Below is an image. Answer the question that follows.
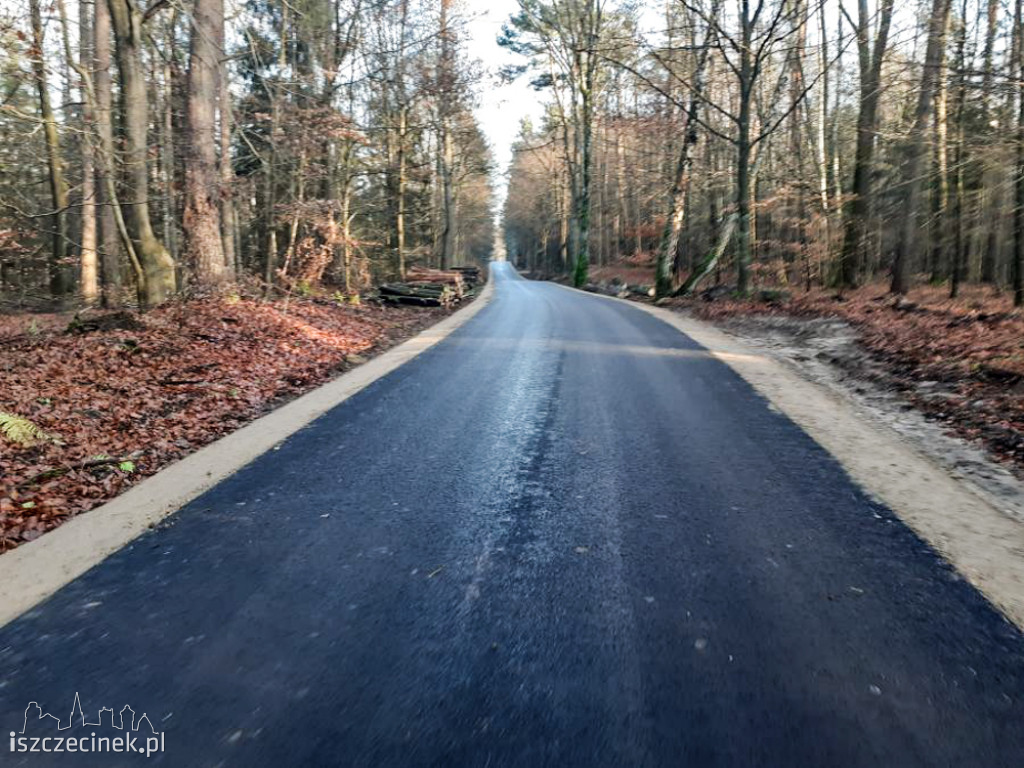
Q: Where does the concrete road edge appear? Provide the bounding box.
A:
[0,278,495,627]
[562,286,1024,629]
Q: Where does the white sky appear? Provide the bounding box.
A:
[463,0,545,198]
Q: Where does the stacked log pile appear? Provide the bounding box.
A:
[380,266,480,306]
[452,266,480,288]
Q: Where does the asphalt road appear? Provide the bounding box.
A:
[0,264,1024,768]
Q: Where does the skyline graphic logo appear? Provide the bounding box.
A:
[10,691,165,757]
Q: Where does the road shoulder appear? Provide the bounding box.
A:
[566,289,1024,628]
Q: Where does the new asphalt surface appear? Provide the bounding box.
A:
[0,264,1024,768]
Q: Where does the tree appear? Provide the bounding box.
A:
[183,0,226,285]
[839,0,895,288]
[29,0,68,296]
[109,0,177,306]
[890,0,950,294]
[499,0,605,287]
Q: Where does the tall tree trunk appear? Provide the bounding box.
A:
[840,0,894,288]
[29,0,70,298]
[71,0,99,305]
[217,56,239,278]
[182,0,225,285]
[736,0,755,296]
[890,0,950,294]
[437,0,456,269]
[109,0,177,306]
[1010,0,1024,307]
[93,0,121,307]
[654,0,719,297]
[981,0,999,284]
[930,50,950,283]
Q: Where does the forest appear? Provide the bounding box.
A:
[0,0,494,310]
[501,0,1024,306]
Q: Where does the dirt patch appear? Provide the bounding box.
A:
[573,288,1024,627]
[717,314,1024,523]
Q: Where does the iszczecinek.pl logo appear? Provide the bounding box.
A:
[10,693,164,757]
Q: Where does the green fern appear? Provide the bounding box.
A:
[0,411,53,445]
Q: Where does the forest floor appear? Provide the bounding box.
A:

==

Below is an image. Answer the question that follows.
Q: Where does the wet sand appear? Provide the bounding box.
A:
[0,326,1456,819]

--

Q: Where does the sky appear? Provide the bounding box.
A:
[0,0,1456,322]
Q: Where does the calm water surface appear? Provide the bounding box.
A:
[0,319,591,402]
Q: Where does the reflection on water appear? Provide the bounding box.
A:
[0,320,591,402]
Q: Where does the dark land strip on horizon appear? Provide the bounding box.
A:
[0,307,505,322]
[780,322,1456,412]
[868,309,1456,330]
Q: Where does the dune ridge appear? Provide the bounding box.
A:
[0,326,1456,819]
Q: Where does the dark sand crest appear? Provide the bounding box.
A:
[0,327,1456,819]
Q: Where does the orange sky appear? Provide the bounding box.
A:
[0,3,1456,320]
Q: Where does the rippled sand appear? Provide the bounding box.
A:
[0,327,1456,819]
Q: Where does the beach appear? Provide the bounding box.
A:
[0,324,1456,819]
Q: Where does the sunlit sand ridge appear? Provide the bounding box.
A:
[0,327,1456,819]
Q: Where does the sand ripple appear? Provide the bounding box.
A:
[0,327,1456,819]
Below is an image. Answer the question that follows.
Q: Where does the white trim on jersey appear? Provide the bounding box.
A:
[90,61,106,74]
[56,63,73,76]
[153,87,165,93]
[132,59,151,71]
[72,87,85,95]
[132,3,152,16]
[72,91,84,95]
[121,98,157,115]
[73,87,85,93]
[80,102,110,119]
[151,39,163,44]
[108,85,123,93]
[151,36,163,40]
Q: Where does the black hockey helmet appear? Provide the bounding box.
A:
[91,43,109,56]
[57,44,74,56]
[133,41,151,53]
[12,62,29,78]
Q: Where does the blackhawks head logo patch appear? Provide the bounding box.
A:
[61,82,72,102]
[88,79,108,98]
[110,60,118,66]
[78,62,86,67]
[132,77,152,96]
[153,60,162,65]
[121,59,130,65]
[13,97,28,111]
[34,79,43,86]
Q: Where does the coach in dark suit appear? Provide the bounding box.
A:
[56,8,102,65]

The task: Scale the stretch from the line containing "Q: Where does the sand" through the line containing "[56,8,102,65]", both included. Rewrite every line in it, requests too, multiplying each box coordinate in the answers by 2.2 and rounding to whole numbers with halves rounded up, and give only those lines.

Reply:
Q: Where does the sand ripple appear? Provide the bounding box.
A:
[0,719,3203,1802]
Below is an image. Answer the question that follows.
Q: Where does the white trim on jersey appear? Provide the bounding box.
A:
[198,134,233,163]
[123,139,161,167]
[337,191,363,205]
[290,130,332,156]
[158,191,187,209]
[290,7,334,35]
[158,200,185,209]
[266,216,345,253]
[161,191,187,205]
[176,224,242,262]
[332,86,359,97]
[238,187,271,205]
[332,79,359,88]
Q: Where does the black hockey helmet appear? Provide the bounding box.
A:
[200,95,240,123]
[125,97,163,123]
[293,90,332,117]
[26,136,64,172]
Q: Where does the blackhawks head logo patch appear? Provide the bounding box.
A:
[134,180,158,224]
[194,174,238,216]
[242,132,260,145]
[172,136,189,147]
[290,169,334,211]
[337,132,356,143]
[266,130,286,143]
[29,213,62,244]
[75,174,95,189]
Q: Where does the coach in dark suit appear? Provide the bounding box.
A:
[123,18,224,143]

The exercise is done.